__BRIEF__.
Reproduce every line of the listing from the line containing "The service MUST place one dot on the framed" through the line containing "x=239, y=90", changing nothing except the coordinates: multiply each by 1.6 and round it to a whole number, rounding halves up. Return those lines alone.

+ + + + + + +

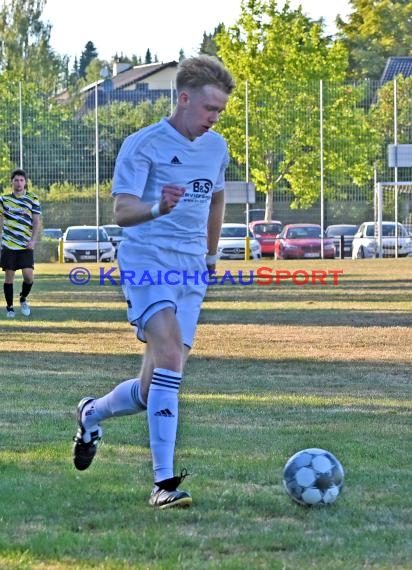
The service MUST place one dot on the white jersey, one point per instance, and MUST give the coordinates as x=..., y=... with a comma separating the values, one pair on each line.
x=159, y=155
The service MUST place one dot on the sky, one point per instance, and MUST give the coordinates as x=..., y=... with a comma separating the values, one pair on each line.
x=130, y=27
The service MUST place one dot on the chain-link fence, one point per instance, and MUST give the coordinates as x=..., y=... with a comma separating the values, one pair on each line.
x=324, y=141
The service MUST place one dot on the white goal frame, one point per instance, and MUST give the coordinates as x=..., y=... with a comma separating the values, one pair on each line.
x=404, y=187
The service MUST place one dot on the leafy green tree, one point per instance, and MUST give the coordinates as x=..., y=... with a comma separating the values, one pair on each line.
x=282, y=56
x=25, y=50
x=116, y=122
x=88, y=54
x=375, y=31
x=208, y=45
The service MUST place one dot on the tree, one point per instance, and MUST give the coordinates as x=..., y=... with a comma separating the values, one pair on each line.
x=282, y=57
x=375, y=31
x=88, y=54
x=25, y=49
x=208, y=45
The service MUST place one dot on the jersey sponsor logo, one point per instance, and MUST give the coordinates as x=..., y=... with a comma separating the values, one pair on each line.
x=201, y=185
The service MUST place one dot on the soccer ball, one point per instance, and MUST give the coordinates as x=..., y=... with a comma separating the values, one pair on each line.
x=313, y=477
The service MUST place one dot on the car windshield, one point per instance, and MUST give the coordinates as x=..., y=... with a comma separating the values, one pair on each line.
x=341, y=231
x=114, y=231
x=233, y=231
x=268, y=228
x=52, y=233
x=304, y=232
x=388, y=230
x=85, y=234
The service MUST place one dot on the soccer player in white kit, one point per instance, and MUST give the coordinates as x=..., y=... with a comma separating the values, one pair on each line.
x=168, y=188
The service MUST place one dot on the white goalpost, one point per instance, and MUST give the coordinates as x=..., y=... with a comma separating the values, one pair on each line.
x=387, y=196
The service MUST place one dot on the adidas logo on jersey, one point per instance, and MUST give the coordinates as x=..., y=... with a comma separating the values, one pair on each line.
x=166, y=413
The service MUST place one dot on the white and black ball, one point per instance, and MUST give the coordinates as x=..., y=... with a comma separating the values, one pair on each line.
x=313, y=477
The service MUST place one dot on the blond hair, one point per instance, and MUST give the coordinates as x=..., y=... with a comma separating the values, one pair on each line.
x=196, y=72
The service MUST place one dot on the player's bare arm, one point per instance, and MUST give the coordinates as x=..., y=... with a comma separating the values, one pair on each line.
x=129, y=210
x=35, y=231
x=216, y=214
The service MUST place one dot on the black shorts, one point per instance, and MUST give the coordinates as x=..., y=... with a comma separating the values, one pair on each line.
x=16, y=259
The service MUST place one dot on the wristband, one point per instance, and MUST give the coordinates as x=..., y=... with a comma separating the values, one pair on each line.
x=211, y=259
x=155, y=210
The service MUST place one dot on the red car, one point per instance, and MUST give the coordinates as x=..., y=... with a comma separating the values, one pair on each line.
x=265, y=233
x=303, y=241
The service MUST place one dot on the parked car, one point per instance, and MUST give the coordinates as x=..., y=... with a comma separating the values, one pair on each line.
x=115, y=234
x=232, y=242
x=265, y=233
x=80, y=244
x=303, y=241
x=53, y=233
x=347, y=231
x=366, y=244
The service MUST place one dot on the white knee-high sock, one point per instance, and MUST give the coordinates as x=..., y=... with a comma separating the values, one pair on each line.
x=162, y=414
x=123, y=400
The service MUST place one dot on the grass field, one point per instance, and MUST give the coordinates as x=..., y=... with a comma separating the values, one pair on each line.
x=274, y=369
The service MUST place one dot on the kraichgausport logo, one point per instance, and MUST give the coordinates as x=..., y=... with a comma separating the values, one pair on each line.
x=263, y=276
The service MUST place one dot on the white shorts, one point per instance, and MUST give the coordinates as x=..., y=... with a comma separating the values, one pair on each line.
x=153, y=278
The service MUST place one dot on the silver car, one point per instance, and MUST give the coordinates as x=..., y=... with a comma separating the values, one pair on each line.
x=232, y=242
x=80, y=244
x=366, y=243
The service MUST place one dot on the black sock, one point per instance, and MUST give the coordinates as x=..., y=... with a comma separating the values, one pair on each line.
x=25, y=290
x=8, y=293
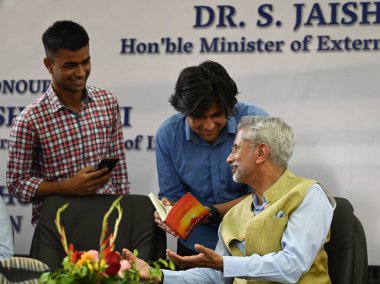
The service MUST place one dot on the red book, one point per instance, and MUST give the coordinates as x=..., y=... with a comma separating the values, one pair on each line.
x=183, y=216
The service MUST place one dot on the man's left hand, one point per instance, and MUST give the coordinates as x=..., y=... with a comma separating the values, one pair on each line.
x=206, y=258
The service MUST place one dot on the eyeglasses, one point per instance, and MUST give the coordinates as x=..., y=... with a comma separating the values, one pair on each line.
x=235, y=148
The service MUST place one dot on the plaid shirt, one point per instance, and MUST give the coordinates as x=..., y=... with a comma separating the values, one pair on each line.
x=50, y=142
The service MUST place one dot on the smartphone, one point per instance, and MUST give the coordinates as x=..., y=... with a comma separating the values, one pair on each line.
x=108, y=163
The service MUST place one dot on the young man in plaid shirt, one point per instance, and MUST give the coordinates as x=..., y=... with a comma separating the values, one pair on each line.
x=58, y=140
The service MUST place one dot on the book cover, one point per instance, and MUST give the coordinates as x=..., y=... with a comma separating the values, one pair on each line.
x=183, y=216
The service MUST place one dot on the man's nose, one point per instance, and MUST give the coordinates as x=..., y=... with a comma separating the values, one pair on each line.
x=80, y=71
x=209, y=124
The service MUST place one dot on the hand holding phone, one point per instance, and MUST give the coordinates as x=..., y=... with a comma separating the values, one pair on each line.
x=108, y=163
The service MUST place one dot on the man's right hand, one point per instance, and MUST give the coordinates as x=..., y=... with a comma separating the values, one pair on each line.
x=87, y=181
x=158, y=220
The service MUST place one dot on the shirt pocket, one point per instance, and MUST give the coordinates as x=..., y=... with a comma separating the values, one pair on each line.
x=264, y=235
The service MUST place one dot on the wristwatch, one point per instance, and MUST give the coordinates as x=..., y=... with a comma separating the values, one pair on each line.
x=214, y=217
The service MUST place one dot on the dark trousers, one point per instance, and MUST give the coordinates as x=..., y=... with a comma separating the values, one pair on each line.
x=184, y=251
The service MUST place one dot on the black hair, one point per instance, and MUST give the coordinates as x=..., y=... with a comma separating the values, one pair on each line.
x=64, y=35
x=198, y=87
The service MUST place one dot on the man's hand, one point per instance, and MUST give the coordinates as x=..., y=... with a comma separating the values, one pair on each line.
x=87, y=181
x=206, y=258
x=158, y=220
x=141, y=265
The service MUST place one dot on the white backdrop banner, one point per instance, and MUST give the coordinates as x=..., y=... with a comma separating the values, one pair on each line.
x=314, y=63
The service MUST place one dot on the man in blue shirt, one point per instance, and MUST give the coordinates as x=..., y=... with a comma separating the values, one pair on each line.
x=192, y=146
x=6, y=233
x=275, y=235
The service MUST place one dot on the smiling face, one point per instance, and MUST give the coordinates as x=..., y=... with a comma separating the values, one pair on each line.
x=210, y=124
x=70, y=70
x=241, y=159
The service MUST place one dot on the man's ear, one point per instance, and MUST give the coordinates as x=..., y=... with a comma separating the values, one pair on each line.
x=262, y=153
x=49, y=65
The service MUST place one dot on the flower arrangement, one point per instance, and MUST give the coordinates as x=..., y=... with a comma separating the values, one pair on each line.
x=103, y=266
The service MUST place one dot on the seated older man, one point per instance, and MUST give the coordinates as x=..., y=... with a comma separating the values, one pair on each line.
x=275, y=235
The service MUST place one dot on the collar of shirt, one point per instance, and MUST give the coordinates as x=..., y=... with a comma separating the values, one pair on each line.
x=55, y=102
x=256, y=207
x=229, y=129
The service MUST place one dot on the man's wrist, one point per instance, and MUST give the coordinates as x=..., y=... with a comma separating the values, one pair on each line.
x=214, y=217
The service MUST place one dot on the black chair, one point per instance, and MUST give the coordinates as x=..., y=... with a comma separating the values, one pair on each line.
x=82, y=221
x=347, y=248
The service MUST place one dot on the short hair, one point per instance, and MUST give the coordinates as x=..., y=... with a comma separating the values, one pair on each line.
x=198, y=87
x=272, y=131
x=64, y=35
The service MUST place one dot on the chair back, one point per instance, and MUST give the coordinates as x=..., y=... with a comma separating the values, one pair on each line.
x=82, y=221
x=347, y=248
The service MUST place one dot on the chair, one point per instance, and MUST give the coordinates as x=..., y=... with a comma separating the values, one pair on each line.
x=82, y=220
x=347, y=248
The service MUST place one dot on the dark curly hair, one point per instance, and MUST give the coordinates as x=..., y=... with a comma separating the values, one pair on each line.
x=64, y=35
x=198, y=87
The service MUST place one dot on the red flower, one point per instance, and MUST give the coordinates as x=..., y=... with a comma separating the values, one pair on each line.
x=113, y=262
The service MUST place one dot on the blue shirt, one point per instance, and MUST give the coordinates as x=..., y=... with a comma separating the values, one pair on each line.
x=303, y=237
x=187, y=163
x=6, y=233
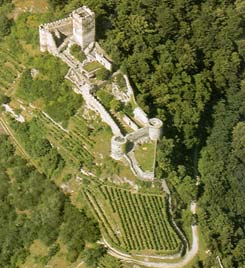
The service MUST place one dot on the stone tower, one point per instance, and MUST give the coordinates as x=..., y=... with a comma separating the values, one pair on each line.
x=155, y=128
x=83, y=26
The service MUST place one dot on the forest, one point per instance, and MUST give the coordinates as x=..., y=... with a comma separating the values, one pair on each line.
x=185, y=59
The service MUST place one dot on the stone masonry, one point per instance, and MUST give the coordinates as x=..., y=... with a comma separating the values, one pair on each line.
x=79, y=28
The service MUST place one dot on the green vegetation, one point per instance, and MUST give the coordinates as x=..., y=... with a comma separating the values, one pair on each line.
x=77, y=52
x=144, y=154
x=60, y=102
x=92, y=66
x=33, y=207
x=5, y=24
x=133, y=221
x=185, y=60
x=102, y=74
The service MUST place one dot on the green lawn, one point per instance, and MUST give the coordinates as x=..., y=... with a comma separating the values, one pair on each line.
x=144, y=154
x=92, y=66
x=133, y=222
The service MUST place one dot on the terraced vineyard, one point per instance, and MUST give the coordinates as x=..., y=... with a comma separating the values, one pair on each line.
x=72, y=144
x=134, y=221
x=10, y=69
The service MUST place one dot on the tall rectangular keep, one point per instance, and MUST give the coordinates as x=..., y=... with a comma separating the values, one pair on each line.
x=83, y=26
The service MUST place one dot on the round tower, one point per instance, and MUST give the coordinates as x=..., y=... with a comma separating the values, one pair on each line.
x=155, y=128
x=118, y=147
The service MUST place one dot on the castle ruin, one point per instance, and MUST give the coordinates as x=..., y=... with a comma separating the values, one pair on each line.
x=79, y=28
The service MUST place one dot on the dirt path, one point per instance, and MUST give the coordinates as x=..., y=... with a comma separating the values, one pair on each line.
x=187, y=258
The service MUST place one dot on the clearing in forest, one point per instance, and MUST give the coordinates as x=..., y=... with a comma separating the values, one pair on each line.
x=133, y=222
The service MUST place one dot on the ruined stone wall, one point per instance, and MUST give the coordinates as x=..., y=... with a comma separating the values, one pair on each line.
x=101, y=59
x=84, y=27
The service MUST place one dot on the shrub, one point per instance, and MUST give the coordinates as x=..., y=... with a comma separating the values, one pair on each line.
x=102, y=74
x=76, y=51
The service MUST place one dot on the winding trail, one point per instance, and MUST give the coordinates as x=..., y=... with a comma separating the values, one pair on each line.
x=160, y=263
x=130, y=259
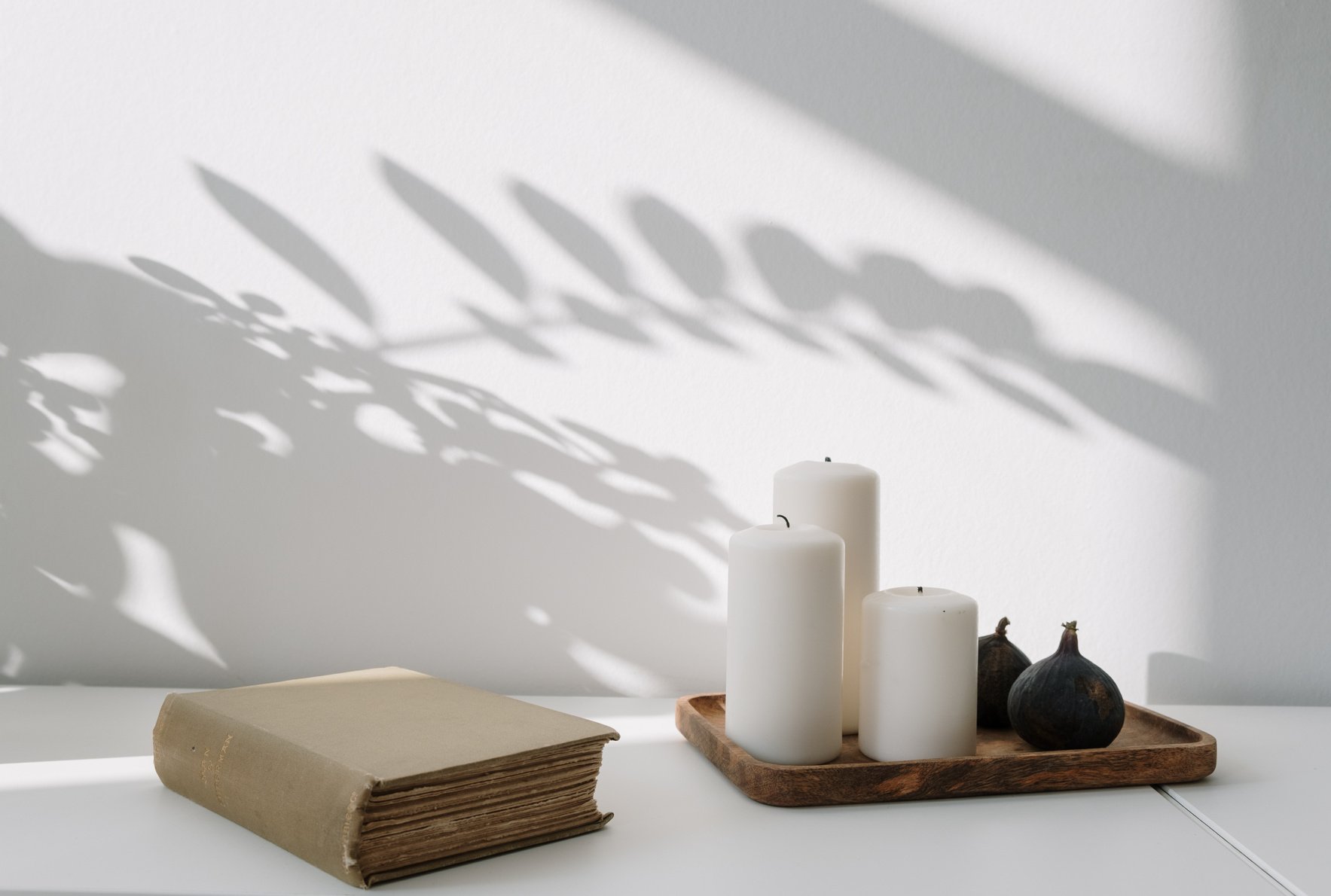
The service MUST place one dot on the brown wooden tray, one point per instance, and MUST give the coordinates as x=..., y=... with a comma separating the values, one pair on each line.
x=1152, y=748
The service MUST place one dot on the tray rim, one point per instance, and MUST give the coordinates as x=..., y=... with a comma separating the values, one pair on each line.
x=1194, y=760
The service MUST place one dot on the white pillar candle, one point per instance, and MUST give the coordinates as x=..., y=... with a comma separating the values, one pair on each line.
x=841, y=498
x=783, y=643
x=917, y=696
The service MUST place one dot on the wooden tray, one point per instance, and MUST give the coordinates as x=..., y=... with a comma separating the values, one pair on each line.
x=1152, y=748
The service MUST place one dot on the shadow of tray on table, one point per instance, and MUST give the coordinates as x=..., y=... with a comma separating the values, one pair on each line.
x=1152, y=748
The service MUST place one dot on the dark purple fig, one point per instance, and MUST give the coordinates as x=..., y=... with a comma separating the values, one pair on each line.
x=1000, y=665
x=1067, y=702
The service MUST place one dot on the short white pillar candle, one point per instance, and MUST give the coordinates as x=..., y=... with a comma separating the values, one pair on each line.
x=917, y=686
x=841, y=498
x=783, y=643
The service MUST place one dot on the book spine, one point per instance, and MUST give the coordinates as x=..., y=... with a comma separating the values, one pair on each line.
x=301, y=800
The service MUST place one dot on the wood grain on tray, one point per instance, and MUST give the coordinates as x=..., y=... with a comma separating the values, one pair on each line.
x=1152, y=748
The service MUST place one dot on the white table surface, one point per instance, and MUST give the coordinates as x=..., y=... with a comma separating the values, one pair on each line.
x=1270, y=794
x=81, y=811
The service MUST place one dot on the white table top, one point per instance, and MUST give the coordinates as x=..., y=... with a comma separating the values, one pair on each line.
x=1271, y=790
x=81, y=811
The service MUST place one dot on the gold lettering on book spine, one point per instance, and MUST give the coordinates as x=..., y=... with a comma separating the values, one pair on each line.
x=213, y=770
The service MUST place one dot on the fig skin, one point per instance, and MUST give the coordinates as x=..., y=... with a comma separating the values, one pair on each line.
x=1067, y=702
x=1000, y=663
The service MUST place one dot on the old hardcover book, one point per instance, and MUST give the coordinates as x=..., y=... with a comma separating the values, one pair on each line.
x=383, y=773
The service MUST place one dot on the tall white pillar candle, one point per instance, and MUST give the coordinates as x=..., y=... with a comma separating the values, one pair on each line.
x=783, y=643
x=841, y=498
x=917, y=698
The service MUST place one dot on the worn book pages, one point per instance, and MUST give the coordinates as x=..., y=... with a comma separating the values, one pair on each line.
x=383, y=773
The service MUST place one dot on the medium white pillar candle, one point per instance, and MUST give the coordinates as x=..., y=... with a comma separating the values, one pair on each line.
x=917, y=696
x=841, y=498
x=783, y=643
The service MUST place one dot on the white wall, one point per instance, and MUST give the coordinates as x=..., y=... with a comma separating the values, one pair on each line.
x=461, y=336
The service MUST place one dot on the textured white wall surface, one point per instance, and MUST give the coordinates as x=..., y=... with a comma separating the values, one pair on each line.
x=462, y=336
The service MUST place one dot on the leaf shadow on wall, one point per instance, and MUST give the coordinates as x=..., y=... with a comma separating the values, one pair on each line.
x=1234, y=260
x=236, y=490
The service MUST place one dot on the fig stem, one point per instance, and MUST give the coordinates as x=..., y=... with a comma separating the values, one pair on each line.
x=1068, y=643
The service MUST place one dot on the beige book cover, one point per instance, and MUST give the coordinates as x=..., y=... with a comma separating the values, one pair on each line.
x=301, y=762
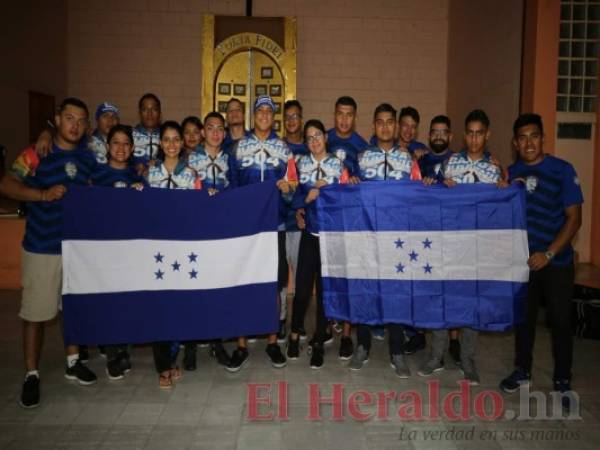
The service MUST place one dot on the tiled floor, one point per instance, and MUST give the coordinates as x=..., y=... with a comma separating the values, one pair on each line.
x=209, y=409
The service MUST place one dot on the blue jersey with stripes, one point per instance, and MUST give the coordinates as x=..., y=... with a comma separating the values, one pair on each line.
x=43, y=230
x=552, y=186
x=346, y=149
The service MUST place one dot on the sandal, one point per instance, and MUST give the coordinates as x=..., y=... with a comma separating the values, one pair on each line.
x=165, y=380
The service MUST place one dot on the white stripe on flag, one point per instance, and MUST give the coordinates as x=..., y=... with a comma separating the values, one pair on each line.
x=495, y=255
x=152, y=265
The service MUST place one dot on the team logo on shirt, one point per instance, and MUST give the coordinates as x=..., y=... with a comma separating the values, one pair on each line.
x=530, y=184
x=71, y=170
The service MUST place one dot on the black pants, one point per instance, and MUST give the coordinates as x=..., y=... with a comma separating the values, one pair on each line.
x=395, y=337
x=307, y=273
x=555, y=286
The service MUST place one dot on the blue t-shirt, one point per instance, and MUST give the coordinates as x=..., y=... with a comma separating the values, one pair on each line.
x=552, y=186
x=346, y=149
x=432, y=164
x=108, y=176
x=43, y=230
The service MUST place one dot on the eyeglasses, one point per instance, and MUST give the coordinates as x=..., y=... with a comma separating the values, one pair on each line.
x=315, y=137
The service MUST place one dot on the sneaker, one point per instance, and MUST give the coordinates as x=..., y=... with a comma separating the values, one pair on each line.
x=81, y=373
x=114, y=371
x=217, y=351
x=454, y=350
x=515, y=380
x=316, y=359
x=293, y=350
x=378, y=333
x=470, y=372
x=275, y=356
x=189, y=357
x=564, y=387
x=84, y=353
x=414, y=344
x=346, y=348
x=238, y=359
x=282, y=332
x=30, y=395
x=399, y=365
x=430, y=367
x=359, y=359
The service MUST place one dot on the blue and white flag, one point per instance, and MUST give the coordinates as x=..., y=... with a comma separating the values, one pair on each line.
x=427, y=256
x=162, y=264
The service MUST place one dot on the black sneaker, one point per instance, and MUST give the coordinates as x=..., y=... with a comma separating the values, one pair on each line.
x=30, y=395
x=84, y=353
x=114, y=371
x=275, y=356
x=316, y=359
x=281, y=335
x=189, y=357
x=346, y=348
x=81, y=373
x=293, y=350
x=414, y=344
x=218, y=352
x=454, y=350
x=238, y=359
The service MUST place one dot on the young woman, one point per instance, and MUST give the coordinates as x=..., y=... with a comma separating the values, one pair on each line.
x=170, y=171
x=315, y=170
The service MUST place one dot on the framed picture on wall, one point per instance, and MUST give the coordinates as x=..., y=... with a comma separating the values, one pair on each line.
x=275, y=90
x=266, y=73
x=224, y=89
x=260, y=89
x=239, y=90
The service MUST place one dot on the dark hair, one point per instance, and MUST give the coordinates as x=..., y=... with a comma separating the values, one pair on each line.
x=411, y=112
x=73, y=101
x=193, y=120
x=169, y=125
x=528, y=119
x=478, y=115
x=215, y=114
x=314, y=123
x=384, y=107
x=346, y=101
x=440, y=119
x=290, y=104
x=146, y=96
x=120, y=128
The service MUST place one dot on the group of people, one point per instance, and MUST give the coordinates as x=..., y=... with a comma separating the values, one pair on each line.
x=218, y=153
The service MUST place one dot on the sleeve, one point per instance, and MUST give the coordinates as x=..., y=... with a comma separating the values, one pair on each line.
x=26, y=164
x=570, y=190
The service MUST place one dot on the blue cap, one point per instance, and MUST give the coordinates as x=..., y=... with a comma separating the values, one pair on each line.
x=264, y=100
x=106, y=107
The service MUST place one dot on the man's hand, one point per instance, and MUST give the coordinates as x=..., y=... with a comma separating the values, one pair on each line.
x=300, y=218
x=537, y=261
x=283, y=186
x=53, y=193
x=44, y=143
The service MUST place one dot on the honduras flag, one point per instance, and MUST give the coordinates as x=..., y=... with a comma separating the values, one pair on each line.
x=160, y=264
x=430, y=257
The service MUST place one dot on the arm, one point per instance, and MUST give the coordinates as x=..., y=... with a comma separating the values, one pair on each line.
x=539, y=260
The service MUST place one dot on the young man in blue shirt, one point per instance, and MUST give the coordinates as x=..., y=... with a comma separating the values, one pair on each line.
x=554, y=201
x=42, y=183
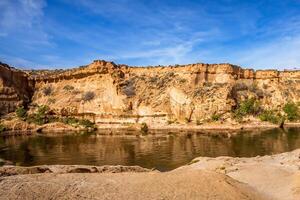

+ + + + + + +

__FULL ANSWER__.
The service MUST place one dot on the framed picture on wall, one point per instance, and MUST give the coordinates as x=..., y=... with a comma separating the values, one pair on each line.
x=440, y=144
x=426, y=117
x=358, y=142
x=416, y=142
x=382, y=144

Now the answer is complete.